**Problem description**
Please pick out every line in the material below that contains the word "target", and copy each of those lines.

>> Begin Listing

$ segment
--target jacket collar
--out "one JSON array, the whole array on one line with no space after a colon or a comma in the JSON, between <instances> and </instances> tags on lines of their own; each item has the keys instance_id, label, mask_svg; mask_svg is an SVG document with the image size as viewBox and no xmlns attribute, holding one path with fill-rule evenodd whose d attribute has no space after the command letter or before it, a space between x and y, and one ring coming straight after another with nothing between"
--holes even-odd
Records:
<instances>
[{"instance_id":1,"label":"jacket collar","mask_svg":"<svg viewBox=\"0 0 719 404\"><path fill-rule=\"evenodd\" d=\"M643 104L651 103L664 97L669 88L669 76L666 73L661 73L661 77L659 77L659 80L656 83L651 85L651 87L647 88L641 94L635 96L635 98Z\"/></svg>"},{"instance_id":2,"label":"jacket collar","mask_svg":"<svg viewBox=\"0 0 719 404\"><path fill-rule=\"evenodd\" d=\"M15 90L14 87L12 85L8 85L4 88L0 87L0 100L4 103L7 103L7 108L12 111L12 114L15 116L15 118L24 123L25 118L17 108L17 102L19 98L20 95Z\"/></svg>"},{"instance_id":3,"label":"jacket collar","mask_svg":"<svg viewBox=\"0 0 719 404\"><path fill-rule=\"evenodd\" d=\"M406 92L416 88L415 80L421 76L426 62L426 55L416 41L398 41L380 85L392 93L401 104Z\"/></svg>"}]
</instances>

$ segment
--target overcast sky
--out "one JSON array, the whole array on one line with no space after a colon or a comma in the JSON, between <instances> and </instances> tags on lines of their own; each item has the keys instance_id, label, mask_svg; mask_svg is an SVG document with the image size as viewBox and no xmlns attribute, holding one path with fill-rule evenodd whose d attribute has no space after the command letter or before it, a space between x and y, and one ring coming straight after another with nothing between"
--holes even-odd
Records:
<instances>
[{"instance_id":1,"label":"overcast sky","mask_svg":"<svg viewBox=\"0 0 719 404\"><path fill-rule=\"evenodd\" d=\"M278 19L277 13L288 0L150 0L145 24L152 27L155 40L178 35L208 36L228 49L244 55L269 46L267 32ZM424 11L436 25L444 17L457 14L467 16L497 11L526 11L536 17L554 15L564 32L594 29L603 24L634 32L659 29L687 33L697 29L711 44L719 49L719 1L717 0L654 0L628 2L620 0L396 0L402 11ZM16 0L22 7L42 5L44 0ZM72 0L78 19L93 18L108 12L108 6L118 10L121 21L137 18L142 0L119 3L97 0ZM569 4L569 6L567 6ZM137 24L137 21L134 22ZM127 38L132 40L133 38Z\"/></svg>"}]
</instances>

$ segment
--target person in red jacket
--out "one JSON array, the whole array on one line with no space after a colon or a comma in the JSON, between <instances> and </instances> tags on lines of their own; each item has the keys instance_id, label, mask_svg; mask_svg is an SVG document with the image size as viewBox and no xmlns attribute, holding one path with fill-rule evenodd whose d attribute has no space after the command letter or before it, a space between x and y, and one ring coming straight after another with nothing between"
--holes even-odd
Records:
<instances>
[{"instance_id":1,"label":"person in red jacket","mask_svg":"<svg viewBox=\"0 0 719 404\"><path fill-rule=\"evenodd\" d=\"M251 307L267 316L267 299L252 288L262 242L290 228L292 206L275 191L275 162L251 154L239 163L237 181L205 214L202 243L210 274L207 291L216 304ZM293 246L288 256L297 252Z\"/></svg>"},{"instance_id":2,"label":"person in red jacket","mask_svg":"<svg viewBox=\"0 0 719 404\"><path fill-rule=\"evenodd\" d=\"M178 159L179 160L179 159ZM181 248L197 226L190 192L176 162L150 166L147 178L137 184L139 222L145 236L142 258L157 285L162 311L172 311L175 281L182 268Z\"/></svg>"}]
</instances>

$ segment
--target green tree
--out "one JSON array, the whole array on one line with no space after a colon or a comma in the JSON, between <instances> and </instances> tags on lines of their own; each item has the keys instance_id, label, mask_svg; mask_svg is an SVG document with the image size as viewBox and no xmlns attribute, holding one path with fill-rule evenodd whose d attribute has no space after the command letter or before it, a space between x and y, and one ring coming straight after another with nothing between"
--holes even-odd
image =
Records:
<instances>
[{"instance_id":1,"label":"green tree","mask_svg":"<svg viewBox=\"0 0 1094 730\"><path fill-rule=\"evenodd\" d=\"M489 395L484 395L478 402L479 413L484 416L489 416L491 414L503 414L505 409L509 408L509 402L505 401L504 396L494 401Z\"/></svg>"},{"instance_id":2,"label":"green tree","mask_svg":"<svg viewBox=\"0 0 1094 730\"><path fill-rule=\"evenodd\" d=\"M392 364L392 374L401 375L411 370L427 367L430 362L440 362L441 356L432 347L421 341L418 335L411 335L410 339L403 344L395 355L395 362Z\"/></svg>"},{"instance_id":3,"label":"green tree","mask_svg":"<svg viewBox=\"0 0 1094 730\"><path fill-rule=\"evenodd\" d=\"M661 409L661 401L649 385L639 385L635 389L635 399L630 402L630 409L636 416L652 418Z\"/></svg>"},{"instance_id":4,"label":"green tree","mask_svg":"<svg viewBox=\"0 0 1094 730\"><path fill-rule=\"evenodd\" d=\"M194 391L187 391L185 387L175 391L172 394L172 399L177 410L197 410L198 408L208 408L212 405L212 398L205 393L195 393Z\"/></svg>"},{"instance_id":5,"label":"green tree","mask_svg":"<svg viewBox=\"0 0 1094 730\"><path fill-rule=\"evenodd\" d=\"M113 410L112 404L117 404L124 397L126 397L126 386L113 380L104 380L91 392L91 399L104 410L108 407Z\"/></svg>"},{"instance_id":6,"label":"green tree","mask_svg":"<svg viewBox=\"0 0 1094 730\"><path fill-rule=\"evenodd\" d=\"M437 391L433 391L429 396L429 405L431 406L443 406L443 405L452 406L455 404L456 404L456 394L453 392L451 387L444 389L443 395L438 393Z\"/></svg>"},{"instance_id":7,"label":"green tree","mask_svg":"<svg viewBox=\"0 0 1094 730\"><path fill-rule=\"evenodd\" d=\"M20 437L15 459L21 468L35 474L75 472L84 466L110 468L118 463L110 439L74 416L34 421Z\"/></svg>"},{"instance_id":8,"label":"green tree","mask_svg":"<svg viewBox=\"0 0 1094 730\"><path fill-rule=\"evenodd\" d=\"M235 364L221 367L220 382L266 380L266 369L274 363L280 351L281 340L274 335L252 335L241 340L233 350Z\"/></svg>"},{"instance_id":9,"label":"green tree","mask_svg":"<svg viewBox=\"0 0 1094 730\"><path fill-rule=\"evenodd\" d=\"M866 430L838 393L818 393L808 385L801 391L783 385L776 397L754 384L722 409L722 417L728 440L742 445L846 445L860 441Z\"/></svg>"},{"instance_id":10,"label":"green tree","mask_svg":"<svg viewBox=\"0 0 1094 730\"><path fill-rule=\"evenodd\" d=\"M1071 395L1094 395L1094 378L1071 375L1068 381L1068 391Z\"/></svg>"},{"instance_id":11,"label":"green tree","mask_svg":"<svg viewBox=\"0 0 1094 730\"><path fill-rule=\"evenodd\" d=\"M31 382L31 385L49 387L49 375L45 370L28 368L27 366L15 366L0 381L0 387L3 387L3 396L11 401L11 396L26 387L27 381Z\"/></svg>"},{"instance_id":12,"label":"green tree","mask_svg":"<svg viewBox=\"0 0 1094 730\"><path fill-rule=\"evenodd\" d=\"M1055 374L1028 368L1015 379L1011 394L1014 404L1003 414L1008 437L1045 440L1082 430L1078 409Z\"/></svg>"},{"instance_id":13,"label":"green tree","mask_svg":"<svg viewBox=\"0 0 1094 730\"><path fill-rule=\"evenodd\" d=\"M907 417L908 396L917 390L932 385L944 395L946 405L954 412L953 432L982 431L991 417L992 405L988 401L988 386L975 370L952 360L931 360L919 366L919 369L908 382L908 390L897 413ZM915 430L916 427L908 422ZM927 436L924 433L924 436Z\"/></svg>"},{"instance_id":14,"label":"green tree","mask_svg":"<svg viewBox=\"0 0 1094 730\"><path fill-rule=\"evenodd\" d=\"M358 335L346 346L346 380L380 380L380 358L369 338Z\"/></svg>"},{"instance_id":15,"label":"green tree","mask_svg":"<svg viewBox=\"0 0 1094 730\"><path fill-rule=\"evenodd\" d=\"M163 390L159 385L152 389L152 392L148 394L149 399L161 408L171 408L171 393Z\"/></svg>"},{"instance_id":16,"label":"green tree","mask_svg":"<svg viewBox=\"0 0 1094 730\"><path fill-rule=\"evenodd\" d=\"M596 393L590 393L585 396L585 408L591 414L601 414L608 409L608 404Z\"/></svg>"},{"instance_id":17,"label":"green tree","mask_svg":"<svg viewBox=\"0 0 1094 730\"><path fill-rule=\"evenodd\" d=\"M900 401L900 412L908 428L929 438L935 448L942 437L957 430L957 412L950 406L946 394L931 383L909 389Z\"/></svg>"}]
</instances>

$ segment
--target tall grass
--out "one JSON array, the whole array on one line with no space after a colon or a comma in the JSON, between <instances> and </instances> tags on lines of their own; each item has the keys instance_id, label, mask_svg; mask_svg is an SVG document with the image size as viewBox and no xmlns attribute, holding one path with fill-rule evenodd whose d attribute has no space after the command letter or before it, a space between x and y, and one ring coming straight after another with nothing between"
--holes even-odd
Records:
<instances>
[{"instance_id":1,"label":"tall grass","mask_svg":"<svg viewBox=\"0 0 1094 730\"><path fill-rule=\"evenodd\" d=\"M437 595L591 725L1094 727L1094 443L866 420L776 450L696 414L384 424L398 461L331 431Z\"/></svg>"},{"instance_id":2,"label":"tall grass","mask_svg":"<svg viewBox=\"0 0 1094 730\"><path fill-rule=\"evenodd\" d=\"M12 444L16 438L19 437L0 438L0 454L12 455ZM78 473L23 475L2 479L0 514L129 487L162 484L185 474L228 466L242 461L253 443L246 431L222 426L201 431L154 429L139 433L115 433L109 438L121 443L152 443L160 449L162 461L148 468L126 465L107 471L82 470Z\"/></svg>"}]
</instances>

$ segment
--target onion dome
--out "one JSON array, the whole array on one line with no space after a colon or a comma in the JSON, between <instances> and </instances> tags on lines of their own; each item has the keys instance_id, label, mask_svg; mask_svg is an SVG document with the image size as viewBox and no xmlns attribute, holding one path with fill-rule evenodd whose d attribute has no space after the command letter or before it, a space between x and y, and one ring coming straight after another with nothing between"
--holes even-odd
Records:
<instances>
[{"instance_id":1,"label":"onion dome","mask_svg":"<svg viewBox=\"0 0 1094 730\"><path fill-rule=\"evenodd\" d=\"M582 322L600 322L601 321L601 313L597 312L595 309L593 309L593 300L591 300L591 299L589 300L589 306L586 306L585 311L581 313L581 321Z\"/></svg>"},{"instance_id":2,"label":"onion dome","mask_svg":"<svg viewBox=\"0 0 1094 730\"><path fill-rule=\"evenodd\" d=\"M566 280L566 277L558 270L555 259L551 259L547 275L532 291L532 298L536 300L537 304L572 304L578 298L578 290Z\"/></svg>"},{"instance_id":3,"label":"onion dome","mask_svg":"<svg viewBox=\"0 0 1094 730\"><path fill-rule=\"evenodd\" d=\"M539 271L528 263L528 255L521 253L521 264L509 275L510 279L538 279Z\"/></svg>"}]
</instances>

>> End Listing

**The output**
--target jacket collar
--target overcast sky
--target person in red jacket
--target green tree
--target tall grass
--target onion dome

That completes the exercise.